___ Auszug

Doch das ändert sich, etliche deutsche Hersteller richten sich neu aus und appellieren an die Gefühle der Konsumenten. „Zu Hause ist, wo dein Herz sich öffnet“, wirbt der Polstermöbelhersteller Rolf Benz aus Nagold. Und der Berliner Tapeten-Hersteller Welter spricht nicht von Tapeten, sondern von „Wandbekleidungen“ und „Haute Couture für die Wände“. Zwischen 100 und 1500 Euro kostet der Quadratmeter. Erst seit kurzem kam auch der wirtschaftliche Erfolg, sagt Inhaber Ulrich Welter. Um das Vertrauen zu schaffen und die Marke glänzen zu lassen, habe er 20 Jahre benötigt.

______

## Aufgaben
1. Nenne alle Wendungen, die im Auszug über deutsche Möbel- und Tapetenhersteller in Anführungszeichen stehen.
2. Wie viele Jahre brauchte Ulrich Welter laut dem Auszug, um Vertrauen zu schaffen und die Marke glänzen zu lassen?
3. Führe den Text über die Neuausrichtung deutscher Möbel- und Tapetenhersteller nach seinem letzten Satz weiter.
Die Daten sind hier nicht erforderlich.

___ Datenblock

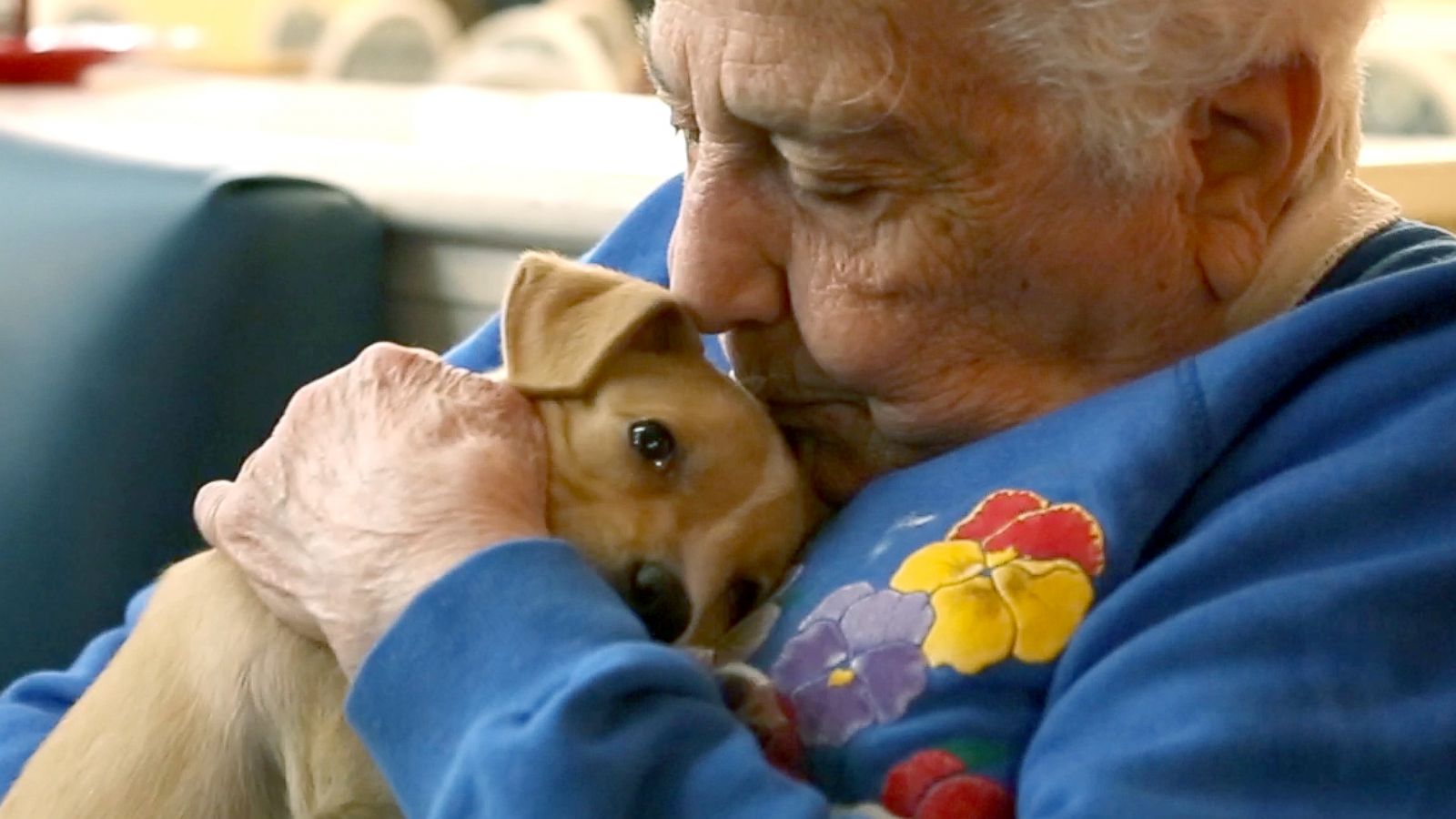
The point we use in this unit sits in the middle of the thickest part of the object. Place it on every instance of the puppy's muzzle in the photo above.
(660, 599)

______

## Lösungen
1.
„Zu Hause ist, wo dein Herz sich öffnet“
„Wandbekleidungen“
„Haute Couture für die Wände“

2. Er brauchte 20 Jahre.

3.
Der Massenluxus

Wer im Luxusmarkt erfolgreich sein will, der muss den Spagat beherrschen: Ohne Exklusivität gelten die Waren nicht als wünschenswert; doch was man sich wünscht, möchte man auch besitzen. „Wenn sie keine Verfügbarkeit schaffen, dann haben sie verloren“, sagt Herhoffer. Um zu expandieren, bauen immer mehr Hersteller auf die Masstige-Strategie, eine Wortschöpfung aus Masse und Prestige. So zeigte Modedesigner Karl Lagerfeld im Januar bei den Haute-Couture-Schauen in Paris eine preiswertere Linie „Karl“, unter anderem mit schmalen Reißverschlusskleidern und Shirts. Geht das Kalkül auf, lockt man Einsteiger ins Luxussegment, die irgendwann zu teueren Produkten greifen. Außerdem erhöht es die gesellschaftliche Akzeptanz der Marke.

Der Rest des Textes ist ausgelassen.